- [TESTO DI RIFERIMENTO]:
►

Valido evangelizzatore

Era profondo p. Virginio nella conoscenza della storia della evangelizzazione del Giappone ed era un valido  evangelizzatore. Un punto fermo della sua evangelizzazione era il catecumenato personale che curava col massimo impegno e che dava buoni risultati. Consisteva negli incontri settimanali di catechesi e nel graduale accostamento, attraverso la guida di persone di fiducia, ai momenti comunitari della liturgia e della testimonianza della vita cristiana. Padre Virginio era tra i missionari che ogni anno otteneva il maggior numero di conversioni. E c'è da sottolineare che la sua vita era una pagina aperta di vita evangelica fondata sulla preghiera, sulla povertà, sull'ascesi e sul quotidiano metodico adempimento dei suoi numerosi impegni.

La sua era una giornata che cominciava al mattino presto e si chiudeva sempre a sera inoltrata. La sua metodicità era salvata anche dalla parentesi di una giornata alla settimana in cui si assentava dalla parrocchia per andare in treno fino a Kobe, e, poter fare poi delle escursioni sulle vette delle incantevoli montagne che fan da corona a quella che nel Giappone è considerata la Napoli dell'Oriente.

Insegnante universitario

Mi son trovato con lui qualche anno dopo come collega nell'insegnamento all'università cattolica "Eichi" di Osaka dove egli era titolare della cattedra di Storia delle scienze politiche: ricordo che era stimato dagli alunni che spesso si fermavano a conversare con lui anche negli intervalli tra una lezione e l'altra; ed era apprezzato da tutti i colleghi.

A capo della comunità

Per due turni di tre anni i Saveriani del Giappone gli hanno affidato il governo di tutta la regione. Fu il momento in cui dimostrò con la vita che l'autorità è servizio comunitario svolto ne,ll'umiltà e nella stima sincera verso ogni persona. Era del parere che i programmi fossero discussi e impostati insieme: tutti poi dovevano concorrere per la loro realizzazione. Il superiore aveva il compito di dare l'esempio e di stimolare tutti a dare il personale contributo.

Lo schianto del terremoto

Il momento più doloroso della vita di p. Virginio credo sia stato il terremoto del gennaio 1995: in un attimo la bella chiesa in stile gotico del centro di Kobe dove egli  lavorava fu ridotta a un cumulo di macerie. Con l'aiuto degli amici vicini e lontani avrebbe voluto iniziare subito i lavori per la ricostruzione, ma non era questo il programma del vescovo che preferì unire quella comunità non molto numerosa alla parrocchia più vicina.

Padre Virginio dovette così lasciare la comunità alla quale era affezionato e orientarsi verso un altro posto di lavoro. Invitato dal vescovo di Oita, che lo stimava moltissimo, chiese di trasferirsi in quella diocesi.

◄

- [MATERIALE PRESENTATO]:
►

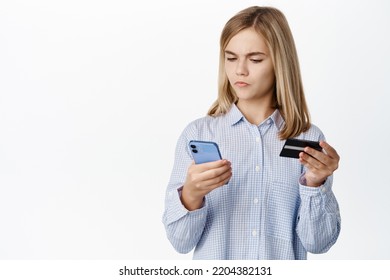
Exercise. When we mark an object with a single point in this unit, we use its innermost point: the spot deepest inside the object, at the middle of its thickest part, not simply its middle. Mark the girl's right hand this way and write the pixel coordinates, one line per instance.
(202, 179)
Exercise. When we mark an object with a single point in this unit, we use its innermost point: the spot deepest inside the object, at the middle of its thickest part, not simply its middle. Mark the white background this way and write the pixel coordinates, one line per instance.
(94, 94)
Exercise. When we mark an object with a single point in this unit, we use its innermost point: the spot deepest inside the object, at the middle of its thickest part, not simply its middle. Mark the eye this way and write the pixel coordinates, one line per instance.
(231, 59)
(256, 60)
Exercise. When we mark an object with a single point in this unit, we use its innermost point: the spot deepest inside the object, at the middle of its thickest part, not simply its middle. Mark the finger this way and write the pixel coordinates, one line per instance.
(211, 165)
(214, 173)
(218, 181)
(320, 156)
(310, 162)
(329, 150)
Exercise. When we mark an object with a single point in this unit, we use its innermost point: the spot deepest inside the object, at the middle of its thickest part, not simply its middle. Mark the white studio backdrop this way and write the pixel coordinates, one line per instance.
(94, 94)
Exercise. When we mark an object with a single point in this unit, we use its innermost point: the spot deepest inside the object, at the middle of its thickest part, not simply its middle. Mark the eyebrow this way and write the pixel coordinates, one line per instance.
(248, 54)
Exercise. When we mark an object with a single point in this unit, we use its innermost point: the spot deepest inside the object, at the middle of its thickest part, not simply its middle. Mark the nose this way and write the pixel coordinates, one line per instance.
(241, 69)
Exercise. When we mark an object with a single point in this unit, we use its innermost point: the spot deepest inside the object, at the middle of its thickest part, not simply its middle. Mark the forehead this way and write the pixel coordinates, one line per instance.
(247, 41)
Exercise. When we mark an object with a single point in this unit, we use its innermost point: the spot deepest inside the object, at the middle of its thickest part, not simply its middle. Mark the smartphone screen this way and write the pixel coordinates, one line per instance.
(204, 151)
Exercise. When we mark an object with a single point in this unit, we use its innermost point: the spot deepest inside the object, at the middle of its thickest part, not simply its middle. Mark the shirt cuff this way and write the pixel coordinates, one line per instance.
(311, 191)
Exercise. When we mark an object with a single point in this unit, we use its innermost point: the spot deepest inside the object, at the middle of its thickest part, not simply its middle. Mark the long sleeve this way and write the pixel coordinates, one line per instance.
(184, 228)
(319, 219)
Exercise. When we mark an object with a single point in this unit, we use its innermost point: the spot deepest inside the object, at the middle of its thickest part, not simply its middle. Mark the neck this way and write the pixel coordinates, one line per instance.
(255, 112)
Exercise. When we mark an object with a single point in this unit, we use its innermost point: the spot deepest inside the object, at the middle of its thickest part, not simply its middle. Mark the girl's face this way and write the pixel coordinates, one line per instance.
(248, 66)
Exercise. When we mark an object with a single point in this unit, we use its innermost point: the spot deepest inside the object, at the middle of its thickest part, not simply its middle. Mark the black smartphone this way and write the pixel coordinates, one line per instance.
(292, 147)
(204, 151)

◄

- [ISTRUZIONI DELL'ESERCIZIO]:
1) Riassumi in due frasi il testo su padre Virginio.
2) Trascrivi dal testo su padre Virginio il passo che comincia con "Insegnante universitario" e prosegue fino a "il personale contributo.".

- [RISULTATI ATTESI]:
1) Padre Virginio fu un valido evangelizzatore in Giappone, che curava con il massimo impegno il catecumenato personale, e insegnò Storia delle scienze politiche all'università cattolica "Eichi" di Osaka, stimato da alunni e colleghi. Per due turni di tre anni i Saveriani del Giappone gli affidarono il governo della regione, e dopo che il terremoto del gennaio 1995 distrusse la sua chiesa di Kobe chiese di trasferirsi nella diocesi di Oita.

2)
Insegnante universitario

Mi son trovato con lui qualche anno dopo come collega nell'insegnamento all'università cattolica "Eichi" di Osaka dove egli era titolare della cattedra di Storia delle scienze politiche: ricordo che era stimato dagli alunni che spesso si fermavano a conversare con lui anche negli intervalli tra una lezione e l'altra; ed era apprezzato da tutti i colleghi.

A capo della comunità

Per due turni di tre anni i Saveriani del Giappone gli hanno affidato il governo di tutta la regione. Fu il momento in cui dimostrò con la vita che l'autorità è servizio comunitario svolto ne,ll'umiltà e nella stima sincera verso ogni persona. Era del parere che i programmi fossero discussi e impostati insieme: tutti poi dovevano concorrere per la loro realizzazione. Il superiore aveva il compito di dare l'esempio e di stimolare tutti a dare il personale contributo.